WHAT YOU SHOULD DO: Reproduce each of the following entries word for word, with no changes of any kind.
----
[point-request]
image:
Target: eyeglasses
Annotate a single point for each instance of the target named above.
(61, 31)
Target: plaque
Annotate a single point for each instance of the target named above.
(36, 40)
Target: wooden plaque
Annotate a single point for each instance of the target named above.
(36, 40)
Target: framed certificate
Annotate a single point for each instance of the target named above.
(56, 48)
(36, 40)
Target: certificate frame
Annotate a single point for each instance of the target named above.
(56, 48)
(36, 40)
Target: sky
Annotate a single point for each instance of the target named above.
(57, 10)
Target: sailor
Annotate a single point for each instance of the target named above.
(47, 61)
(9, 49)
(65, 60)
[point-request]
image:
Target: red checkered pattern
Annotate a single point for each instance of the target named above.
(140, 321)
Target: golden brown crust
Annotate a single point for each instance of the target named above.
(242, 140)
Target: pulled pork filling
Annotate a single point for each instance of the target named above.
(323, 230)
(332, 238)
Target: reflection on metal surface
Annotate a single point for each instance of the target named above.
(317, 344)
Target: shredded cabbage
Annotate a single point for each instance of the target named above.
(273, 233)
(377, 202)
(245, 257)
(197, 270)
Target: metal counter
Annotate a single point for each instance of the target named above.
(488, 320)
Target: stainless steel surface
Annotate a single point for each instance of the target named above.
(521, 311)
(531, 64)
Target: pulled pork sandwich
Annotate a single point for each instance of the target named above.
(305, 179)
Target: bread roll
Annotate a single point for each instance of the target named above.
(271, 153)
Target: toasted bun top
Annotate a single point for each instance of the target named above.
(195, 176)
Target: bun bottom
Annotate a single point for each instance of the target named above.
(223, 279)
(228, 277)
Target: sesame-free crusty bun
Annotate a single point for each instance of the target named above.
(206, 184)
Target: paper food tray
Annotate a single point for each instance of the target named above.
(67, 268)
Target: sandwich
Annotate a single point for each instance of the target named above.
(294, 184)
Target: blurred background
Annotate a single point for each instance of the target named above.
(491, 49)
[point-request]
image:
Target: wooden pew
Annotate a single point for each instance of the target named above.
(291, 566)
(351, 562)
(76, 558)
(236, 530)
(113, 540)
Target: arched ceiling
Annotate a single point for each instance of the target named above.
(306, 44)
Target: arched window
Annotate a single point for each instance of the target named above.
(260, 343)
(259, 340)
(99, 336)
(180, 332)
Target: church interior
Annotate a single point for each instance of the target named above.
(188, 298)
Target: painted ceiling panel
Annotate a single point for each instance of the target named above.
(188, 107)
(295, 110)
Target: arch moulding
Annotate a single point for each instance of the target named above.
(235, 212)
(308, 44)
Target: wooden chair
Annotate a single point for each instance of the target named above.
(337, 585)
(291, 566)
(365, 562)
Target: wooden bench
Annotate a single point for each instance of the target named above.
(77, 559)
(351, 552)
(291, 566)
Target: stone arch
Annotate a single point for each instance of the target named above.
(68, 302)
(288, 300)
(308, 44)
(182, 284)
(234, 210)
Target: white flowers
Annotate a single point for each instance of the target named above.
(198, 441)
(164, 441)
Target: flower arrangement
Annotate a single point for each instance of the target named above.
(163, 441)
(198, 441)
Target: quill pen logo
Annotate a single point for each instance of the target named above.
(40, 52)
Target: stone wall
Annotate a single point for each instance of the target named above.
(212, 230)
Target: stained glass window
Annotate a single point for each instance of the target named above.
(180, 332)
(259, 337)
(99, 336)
----
ANSWER FOR THE TASK:
[point-request]
image:
Target: eyeglasses
Annotate a single point for each instance of the target named above.
(61, 31)
Target: plaque
Annotate a single point for each instance of the target named above.
(36, 40)
Target: wooden plaque
Annotate a single point for each instance of the target named above.
(36, 40)
Target: framed certificate
Annotate a single point for each instance of the target named above.
(56, 48)
(36, 40)
Target: certificate frame
Annotate a single point for each instance of the target named above.
(56, 48)
(36, 40)
Target: sky
Annotate a single point for each instance of the target named above.
(57, 10)
Target: sailor
Annotate a single point for each instance of the target named above.
(47, 61)
(9, 49)
(65, 60)
[point-request]
image:
Target: red checkered pattern
Annotate a single point for each instance of the target named above.
(140, 321)
Target: golden brown crust
Annotate a single point for each instance of the target named above.
(242, 140)
Target: pulled pork filling
Annotate a single point for each instance of the target named above.
(323, 230)
(332, 238)
Target: reflection on metal surface
Annotate a single point for each instance of the target named above.
(317, 344)
Target: shredded cabbage
Annotate a single point for each instance of the target named above.
(273, 233)
(377, 202)
(245, 257)
(197, 270)
Target: metal counter
Annotate a single point for each instance of the target named above.
(488, 320)
Target: stainless steel surface
Annotate a single point for each instance of the target named above.
(521, 311)
(531, 64)
Target: pulled pork sandwich
Annotate a single point for each instance of the target named above.
(305, 179)
Target: bread roll
Annotate a single point for each instance of the target named above.
(271, 153)
Target: toasted bun top
Annotate a single point for each instance of the target named above.
(195, 176)
Target: bun bottom
Annotate a single point for each instance of the target named above.
(223, 279)
(228, 277)
Target: sesame-free crusty bun
Annotate a single point for each instance of the target named above.
(206, 184)
Target: paper food tray
Annotate a single point for each instance of the target named above.
(67, 268)
Target: sandwich
Annotate a single point for each instance of the target named above.
(294, 184)
Target: blurred background
Annotate a single point for each instance of the target named above.
(491, 49)
[point-request]
image:
Target: wooden pew
Annotate a single point for each instance of the target named above.
(291, 566)
(351, 562)
(76, 558)
(236, 530)
(113, 540)
Target: arched ceiling
Annotate a single point for each instance of the target named above.
(306, 44)
Target: arched window
Annotate a single point for each instance of the target named above.
(260, 343)
(259, 340)
(99, 336)
(180, 332)
Target: church interior
Annotate a single point for each instance of the target named above.
(188, 298)
Target: painted ceiling panel
Annotate a single point for each instance of the target named above.
(188, 107)
(295, 110)
Target: arch moulding
Annotate a single point for each instance of the target named above.
(235, 212)
(308, 44)
Target: wooden chair
Annotate a single point for each instance of the target named above.
(337, 585)
(291, 566)
(365, 562)
Target: wooden bench
Annotate a single point for each instance of the target named above.
(77, 559)
(351, 552)
(291, 566)
Target: stone arch
Annotate a single point for each instance of the target named above.
(68, 302)
(288, 300)
(308, 44)
(182, 284)
(234, 210)
Target: white flowers
Annotate a single point for each instance of the target named above.
(198, 441)
(164, 441)
Target: flower arrangement
Annotate a single point for each instance of the target named above.
(163, 441)
(198, 441)
Target: quill pen logo
Annotate a single point for each instance of the target named above.
(40, 52)
Target: stone wall
Annotate a single point for each instance of the target named above.
(212, 230)
Target: stained glass window
Annotate a single point for each instance of the target named above.
(180, 332)
(259, 337)
(99, 336)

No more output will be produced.